**EXCERPT TO READ**
====

Please make sure `y_train` contains at least one time each possible label.
## Dependencies
- PyTorch Lightning
- NumPy
## Categorical features
If any, each categorical feature $i$ is associated to an embedding matrix of size (number of unique values, embedding dimension) where the latter is a hyperparameter (`categorical_embedding_dims`) - chosen by the user - that can take three types of values:
- `None`: same embedding dimension as the token embedding matrix. The categorical embeddings are then summed to the sentence-level embedding (which itself is an averaging of the token embeddings). See [Figure 1](#Default-architecture).
- `int`: the categorical embeddings have all the same embedding dimensions, they are averaged and the resulting vector is concatenated to the sentence-level embedding (the last linear layer has an adapted input size). See [Figure 2](#avg-architecture).
- `list`: the categorical embeddings have different embedding dimensions, all of them are concatenated without aggregation to the sentence-level embedding (the last linear layer has an adapted input size). See [Figure 3](#concat-architecture).
Default is `None`.

====

**RECORDS FOR THE TASK**
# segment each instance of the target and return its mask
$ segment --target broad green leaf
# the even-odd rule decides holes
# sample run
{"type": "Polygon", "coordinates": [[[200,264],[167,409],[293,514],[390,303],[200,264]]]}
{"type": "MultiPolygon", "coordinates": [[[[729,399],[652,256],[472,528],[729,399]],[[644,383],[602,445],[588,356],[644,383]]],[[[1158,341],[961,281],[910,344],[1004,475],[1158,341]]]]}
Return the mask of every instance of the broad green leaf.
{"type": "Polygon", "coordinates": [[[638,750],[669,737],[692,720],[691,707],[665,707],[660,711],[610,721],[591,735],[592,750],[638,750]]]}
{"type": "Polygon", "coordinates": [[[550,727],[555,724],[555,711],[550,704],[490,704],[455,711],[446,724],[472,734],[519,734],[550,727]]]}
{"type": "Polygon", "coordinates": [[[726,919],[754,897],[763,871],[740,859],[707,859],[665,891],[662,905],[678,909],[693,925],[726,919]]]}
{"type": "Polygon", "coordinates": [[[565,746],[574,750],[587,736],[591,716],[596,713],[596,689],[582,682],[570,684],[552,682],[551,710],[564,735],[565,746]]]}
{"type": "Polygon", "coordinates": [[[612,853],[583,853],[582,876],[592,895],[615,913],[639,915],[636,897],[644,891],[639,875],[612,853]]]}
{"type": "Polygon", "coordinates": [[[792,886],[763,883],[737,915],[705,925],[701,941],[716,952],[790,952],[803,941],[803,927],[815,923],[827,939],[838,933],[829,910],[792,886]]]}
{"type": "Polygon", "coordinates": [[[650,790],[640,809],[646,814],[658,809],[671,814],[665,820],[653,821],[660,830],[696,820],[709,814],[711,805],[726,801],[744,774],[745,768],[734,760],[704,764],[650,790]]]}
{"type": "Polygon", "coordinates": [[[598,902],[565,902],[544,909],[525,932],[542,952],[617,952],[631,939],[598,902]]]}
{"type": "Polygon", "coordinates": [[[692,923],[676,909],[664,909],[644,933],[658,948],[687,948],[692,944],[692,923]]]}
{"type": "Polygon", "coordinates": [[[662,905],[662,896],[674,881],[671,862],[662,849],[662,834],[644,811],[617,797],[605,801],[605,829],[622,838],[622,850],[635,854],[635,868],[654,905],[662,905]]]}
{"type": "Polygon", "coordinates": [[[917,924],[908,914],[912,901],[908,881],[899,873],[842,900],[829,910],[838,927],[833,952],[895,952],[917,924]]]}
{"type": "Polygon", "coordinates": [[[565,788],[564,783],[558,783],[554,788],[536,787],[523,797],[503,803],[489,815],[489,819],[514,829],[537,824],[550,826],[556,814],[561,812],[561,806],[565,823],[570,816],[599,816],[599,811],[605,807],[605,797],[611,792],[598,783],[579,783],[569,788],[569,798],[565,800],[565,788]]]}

====

**WORK INSTRUCTIONS**
(A) Quote each line of the entries that includes the string "mask", matching case exactly.
(B) Pick up the excerpt on categorical features after its final sentence and keep writing it.
The entries have no connection to the text.

**ANSWERS PROVIDED**
(A)
# segment each instance of the target and return its mask
Return the mask of every instance of the broad green leaf.

(B)
<a name="figure-1"></a>

*Figure 1: The 'sum' architecture*
<a name="figure-2"></a>

*Figure 2: The 'average and concatenate' architecture*
<a name="figure-3"></a>

*Figure 3: The 'concatenate all' architecture*
## Documentation
For detailed usage and examples, please refer to the [example notebook](notebooks/example.ipynb). Use `pip install -r requirements.txt` after cloning the repository to install the necessary dependencies (some are specific to the notebook).
## Contributing
Contributions are welcome! Please feel free to submit a Pull Request.
## License
MIT
## References
Inspired by the original FastText paper [1] and implementation.
[1] A. Joulin, E. Grave, P. Bojanowski, T. Mikolov, [*Bag of Tricks for Efficient Text Classification*](https://arxiv.org/abs/1607.01759)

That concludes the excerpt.